* Data excerpts *
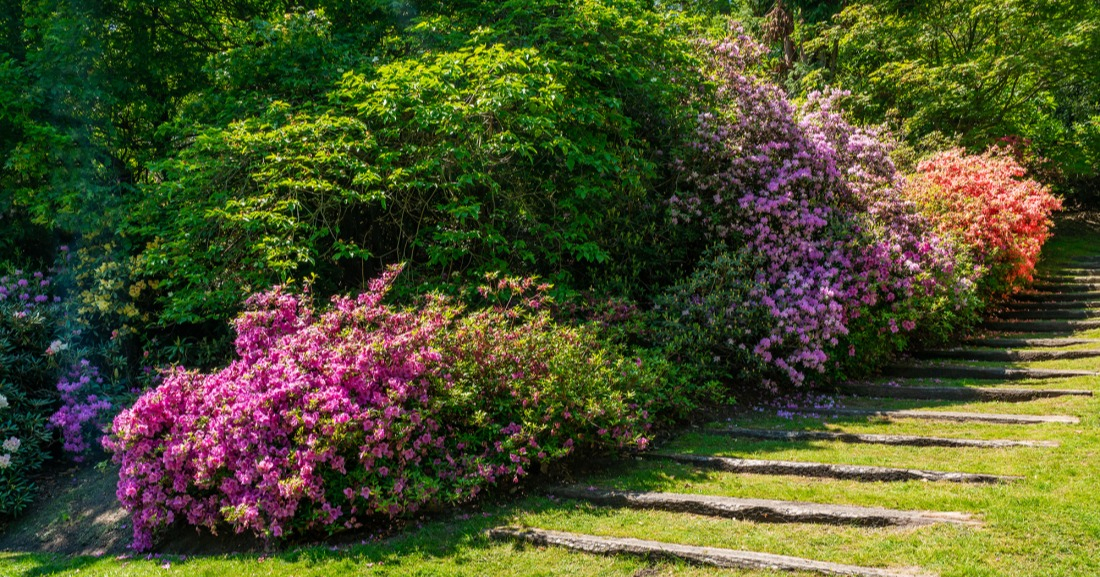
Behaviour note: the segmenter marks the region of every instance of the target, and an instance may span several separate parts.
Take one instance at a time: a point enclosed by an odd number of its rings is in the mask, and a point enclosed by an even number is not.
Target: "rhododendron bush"
[[[57,455],[58,440],[66,458],[83,460],[112,407],[113,384],[81,358],[62,319],[49,274],[0,275],[0,515],[34,500],[31,479]]]
[[[51,280],[21,270],[0,276],[0,515],[34,499],[47,458],[54,390],[57,305]]]
[[[951,149],[917,166],[909,193],[938,230],[958,236],[989,267],[983,285],[1005,292],[1030,281],[1062,201],[1007,150],[967,154]]]
[[[266,537],[457,502],[580,447],[641,448],[640,361],[555,324],[543,289],[467,310],[383,302],[396,270],[325,312],[282,289],[235,321],[238,359],[177,368],[105,440],[134,546],[177,520]]]
[[[973,308],[977,271],[904,198],[884,136],[845,120],[844,94],[795,106],[754,75],[763,46],[739,35],[709,49],[717,98],[669,205],[675,222],[755,261],[746,297],[728,306],[768,313],[716,335],[713,359],[747,349],[765,383],[801,384],[842,363],[873,366],[918,326],[965,317],[941,313]]]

* About this exercise *
Since the pictures don't belong in the copy, copy only the rest of the entries above exactly.

* Solution to this problem *
Behaviour note: the segmenter marks the region of every instance of the target, and an instance may span several separate parts.
Take one instance at a time: a point enclosed by an odd number of its rings is in the mask, and a point enclosed by an even number is not.
Target: "rhododendron bush"
[[[57,455],[58,440],[66,458],[83,460],[112,407],[113,384],[81,358],[62,319],[49,274],[0,275],[0,515],[34,500],[31,479]]]
[[[51,280],[21,270],[0,276],[0,515],[34,499],[47,458],[54,390],[57,305]]]
[[[951,149],[917,166],[909,193],[938,230],[958,236],[989,267],[983,285],[1005,292],[1030,281],[1062,201],[1007,150],[967,154]]]
[[[266,537],[457,502],[580,447],[641,448],[640,361],[555,324],[543,289],[467,310],[383,302],[396,270],[325,312],[282,289],[235,321],[238,359],[177,368],[105,440],[134,546],[177,520]]]
[[[973,308],[977,271],[904,198],[884,136],[845,120],[844,94],[795,106],[754,75],[763,46],[739,35],[709,49],[717,98],[669,205],[675,222],[755,261],[746,297],[728,306],[768,313],[716,335],[713,359],[747,349],[765,383],[801,384],[842,363],[873,366],[918,326],[965,317],[941,313]]]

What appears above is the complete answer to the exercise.